TEXT EXCERPT:
18/12/2025
In 2014, when CBC's The Fifth Estate covered Emma Fillipoff's disappearance, they invited University of Victoria criminologist Garry Gray (Associate Professor, Department of Sociology) and nine of his Sociology students to take part in a day of fieldwork.
The goal was to help retrace Emma's steps on the night she went missing and gather observations that could inform the documentary - and, importantly, encourage public participation through crowdsourcing on social media after the episode aired. Due to time constraints, only about a minute of the episode focused on Garry Gray and his students. A lot of the deeper message behind the fieldwork didn't really make it on screen, and instead it was folded into the broader narrative the show was telling about Emma
Years later, Bayberry Films had the opportunity to interview Garry about that fieldwork for our upcoming six-part docuseries, Barefoot in the Night: The Search for Emma Fillipoff. Garry's subsequent academic research examines how criminology is changing in this age of social media - where ordinary citizens, not just police, increasingly play a role in investigations. His work explores crowdsourcing criminology and how it intersects with newsmaking, public criminology, and the very rapidly growing tension between serious investigative reporting and basic true-crime infotainment.
This distinction matters. Documentary work around crime can either deepen understanding, responsibility, and care - or flatten complex human stories into content designed primarily for consumption. Steering narratives rather than truth because they make for a better or more interesting story that will keep people entertained. Garry's research speaks directly to that crossroads: how stories about real people, real harm, and unresolved cases are shaped, shared, and sometimes distorted in a media landscape that is driven by attention.

BRIEF 1:
Reproduce the Emma Fillipoff fieldwork text between "This distinction matters." and "driven by attention.", inclusive, with "crossroads" changed to "turning point".
BRIEF 2:
Continue the Emma Fillipoff fieldwork text from its final sentence onward.

GIVEN INFORMATION:
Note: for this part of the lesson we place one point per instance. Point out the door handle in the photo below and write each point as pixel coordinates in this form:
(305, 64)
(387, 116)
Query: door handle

RIGHT ANSWER 1:
This distinction matters. Documentary work around crime can either deepen understanding, responsibility, and care - or flatten complex human stories into content designed primarily for consumption. Steering narratives rather than truth because they make for a better or more interesting story that will keep people entertained. Garry's research speaks directly to that turning point: how stories about real people, real harm, and unresolved cases are shaped, shared, and sometimes distorted in a media landscape that is driven by attention.

RIGHT ANSWER 2:
✨CROWDWITS ✨
In November, Garry launched a new website and newsletter called Crowdwits, which brings his academic research into a more accessible, public-facing space. His very first newsletter focuses on Emma's case and a question many people quietly struggle with:
What are you supposed to do when you think you might have seen someone who's been missing for years?
✨Read the article:
https://www.crowdwits.com/p/the-stranger-who-looked-back-at-me-why-we-stay-silent-when-we-think-we-ve-seen-a-missing-person
Crowdwits is Garry's way of translating his core research areas - crowdsourcing criminology and institutional trust - into thoughtful, real-world discussions, without easy answers or sensationalism.
✨Introducing Crowdwits: When Can You Trust the Crowd vs. Experts?
“The old rules about who to believe are breaking down. A criminologist who studies both crowdsourcing and institutional corruption explores what comes next.”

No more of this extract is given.